Material provided Block Start

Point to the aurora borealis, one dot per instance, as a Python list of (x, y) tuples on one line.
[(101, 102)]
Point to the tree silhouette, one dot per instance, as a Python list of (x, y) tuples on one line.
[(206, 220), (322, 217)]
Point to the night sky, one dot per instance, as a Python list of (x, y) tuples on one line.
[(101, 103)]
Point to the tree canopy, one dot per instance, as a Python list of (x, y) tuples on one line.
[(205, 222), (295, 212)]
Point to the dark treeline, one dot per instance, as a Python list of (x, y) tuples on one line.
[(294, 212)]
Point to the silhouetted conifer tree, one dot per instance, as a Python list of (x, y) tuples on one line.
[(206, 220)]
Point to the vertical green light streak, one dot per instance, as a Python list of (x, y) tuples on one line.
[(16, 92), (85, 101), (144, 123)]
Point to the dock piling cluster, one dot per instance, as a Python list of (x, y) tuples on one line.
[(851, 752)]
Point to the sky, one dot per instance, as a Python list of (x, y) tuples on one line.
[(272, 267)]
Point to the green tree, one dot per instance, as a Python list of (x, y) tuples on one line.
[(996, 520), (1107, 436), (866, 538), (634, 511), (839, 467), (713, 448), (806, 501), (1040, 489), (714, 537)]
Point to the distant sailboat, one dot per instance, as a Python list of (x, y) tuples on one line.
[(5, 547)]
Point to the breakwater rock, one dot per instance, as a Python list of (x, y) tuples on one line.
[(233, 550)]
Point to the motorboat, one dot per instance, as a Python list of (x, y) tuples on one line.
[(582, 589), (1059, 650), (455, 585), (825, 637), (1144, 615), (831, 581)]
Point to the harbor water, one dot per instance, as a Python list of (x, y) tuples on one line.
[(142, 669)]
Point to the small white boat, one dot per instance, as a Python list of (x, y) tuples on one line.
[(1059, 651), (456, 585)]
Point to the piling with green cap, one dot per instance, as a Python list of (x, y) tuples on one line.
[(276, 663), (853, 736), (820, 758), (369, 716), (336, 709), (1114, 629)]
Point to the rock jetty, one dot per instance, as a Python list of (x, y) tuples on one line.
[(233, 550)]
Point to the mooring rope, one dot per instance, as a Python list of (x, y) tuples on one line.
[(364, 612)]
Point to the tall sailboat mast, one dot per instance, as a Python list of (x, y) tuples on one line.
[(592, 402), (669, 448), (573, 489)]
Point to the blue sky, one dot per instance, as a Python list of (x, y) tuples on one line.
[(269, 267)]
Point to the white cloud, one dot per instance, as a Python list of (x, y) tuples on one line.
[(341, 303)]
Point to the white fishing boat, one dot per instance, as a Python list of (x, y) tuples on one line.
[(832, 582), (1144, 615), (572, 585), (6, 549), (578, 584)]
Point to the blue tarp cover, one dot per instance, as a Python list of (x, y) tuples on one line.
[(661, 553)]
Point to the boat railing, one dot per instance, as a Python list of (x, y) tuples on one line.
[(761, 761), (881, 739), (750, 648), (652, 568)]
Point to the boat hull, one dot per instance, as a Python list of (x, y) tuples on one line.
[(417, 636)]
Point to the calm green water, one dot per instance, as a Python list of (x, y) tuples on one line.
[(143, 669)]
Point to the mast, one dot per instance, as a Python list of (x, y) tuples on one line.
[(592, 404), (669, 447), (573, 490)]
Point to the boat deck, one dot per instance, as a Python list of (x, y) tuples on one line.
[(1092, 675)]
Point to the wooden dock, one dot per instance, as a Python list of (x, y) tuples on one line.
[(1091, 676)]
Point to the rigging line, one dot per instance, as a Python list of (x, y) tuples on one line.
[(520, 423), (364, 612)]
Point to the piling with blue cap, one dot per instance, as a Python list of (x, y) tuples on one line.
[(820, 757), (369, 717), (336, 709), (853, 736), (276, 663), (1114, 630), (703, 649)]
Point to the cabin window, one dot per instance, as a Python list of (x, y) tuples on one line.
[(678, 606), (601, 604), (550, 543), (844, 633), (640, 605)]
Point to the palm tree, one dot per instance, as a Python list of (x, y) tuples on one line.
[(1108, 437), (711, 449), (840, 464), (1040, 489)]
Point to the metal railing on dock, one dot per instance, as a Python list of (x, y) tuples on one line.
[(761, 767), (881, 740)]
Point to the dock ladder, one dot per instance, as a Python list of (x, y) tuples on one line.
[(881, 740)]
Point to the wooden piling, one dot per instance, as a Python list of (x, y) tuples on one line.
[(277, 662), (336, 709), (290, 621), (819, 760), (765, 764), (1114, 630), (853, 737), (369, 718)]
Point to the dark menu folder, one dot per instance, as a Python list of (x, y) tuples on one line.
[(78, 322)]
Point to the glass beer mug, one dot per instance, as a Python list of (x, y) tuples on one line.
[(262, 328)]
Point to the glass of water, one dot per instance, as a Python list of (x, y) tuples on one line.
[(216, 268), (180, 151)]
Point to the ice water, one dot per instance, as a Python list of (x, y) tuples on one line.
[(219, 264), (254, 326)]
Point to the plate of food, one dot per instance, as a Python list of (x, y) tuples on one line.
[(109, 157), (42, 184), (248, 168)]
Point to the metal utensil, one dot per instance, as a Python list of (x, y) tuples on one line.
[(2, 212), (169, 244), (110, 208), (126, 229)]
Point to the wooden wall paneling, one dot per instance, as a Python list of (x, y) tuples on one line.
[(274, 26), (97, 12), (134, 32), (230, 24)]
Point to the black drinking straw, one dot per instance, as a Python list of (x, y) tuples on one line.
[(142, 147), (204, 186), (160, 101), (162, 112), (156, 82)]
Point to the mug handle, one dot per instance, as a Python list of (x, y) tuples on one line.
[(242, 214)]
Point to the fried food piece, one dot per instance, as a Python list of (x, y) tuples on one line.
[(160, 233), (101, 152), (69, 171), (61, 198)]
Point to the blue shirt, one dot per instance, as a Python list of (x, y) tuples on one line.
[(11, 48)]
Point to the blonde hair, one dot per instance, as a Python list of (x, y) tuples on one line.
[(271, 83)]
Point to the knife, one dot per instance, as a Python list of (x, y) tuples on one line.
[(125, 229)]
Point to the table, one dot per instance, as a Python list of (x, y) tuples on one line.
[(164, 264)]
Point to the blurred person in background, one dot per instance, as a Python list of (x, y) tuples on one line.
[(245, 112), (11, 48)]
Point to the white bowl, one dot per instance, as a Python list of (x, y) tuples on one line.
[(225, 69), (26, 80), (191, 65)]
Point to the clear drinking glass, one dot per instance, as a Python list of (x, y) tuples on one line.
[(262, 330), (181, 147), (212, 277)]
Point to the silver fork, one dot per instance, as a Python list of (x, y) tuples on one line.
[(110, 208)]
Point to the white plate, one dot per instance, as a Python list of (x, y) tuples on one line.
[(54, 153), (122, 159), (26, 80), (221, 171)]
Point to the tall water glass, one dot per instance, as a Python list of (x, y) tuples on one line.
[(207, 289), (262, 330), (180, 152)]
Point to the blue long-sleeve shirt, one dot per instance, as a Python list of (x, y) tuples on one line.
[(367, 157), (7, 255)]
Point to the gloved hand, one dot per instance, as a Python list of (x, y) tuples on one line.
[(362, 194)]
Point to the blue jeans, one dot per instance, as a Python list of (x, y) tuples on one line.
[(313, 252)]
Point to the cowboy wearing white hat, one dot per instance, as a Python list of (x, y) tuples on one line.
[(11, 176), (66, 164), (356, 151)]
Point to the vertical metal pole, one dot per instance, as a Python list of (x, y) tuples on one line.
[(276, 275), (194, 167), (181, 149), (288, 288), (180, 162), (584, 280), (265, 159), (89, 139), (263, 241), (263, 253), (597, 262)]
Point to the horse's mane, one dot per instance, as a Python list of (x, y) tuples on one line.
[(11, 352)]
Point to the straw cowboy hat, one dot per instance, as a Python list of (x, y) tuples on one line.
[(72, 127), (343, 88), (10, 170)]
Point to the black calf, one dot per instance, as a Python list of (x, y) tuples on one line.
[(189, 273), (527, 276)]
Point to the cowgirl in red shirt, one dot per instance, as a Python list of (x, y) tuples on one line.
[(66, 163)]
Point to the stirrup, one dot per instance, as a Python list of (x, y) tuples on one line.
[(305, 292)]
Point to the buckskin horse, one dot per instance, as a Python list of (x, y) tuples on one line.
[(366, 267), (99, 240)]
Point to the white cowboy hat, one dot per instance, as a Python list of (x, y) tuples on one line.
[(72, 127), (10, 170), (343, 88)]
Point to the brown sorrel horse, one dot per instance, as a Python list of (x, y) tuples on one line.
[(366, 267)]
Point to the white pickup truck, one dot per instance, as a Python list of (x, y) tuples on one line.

Material provided Block End

A word-for-word restatement of the lines running from the one with "Point to the black calf, one" to the last line of the records is the whole answer.

● Answer for this exercise
Point to the black calf, one dot per instance, as a Python list of (x, y) tuples on one line.
[(189, 273), (527, 276)]
Point to the cowgirl in red shirt, one dot per instance, as a Python list of (x, y) tuples on one line.
[(66, 163)]
Point to the stirrup, one dot per instance, as a Python list of (x, y) tuples on one line.
[(305, 292)]
Point to the buckskin horse, one dot per instance, as a Python list of (x, y) tuples on one line.
[(366, 267), (99, 240)]
Point to the white cowboy hat, one dot per instance, as a Python list of (x, y) tuples on one line.
[(72, 127), (10, 170), (343, 88)]
Point to the brown sorrel horse, one dot per instance, as a Python list of (x, y) tuples on one line.
[(366, 267)]
Point to the white pickup truck, one dot per instance, as a Python list of (x, y) tuples on one line.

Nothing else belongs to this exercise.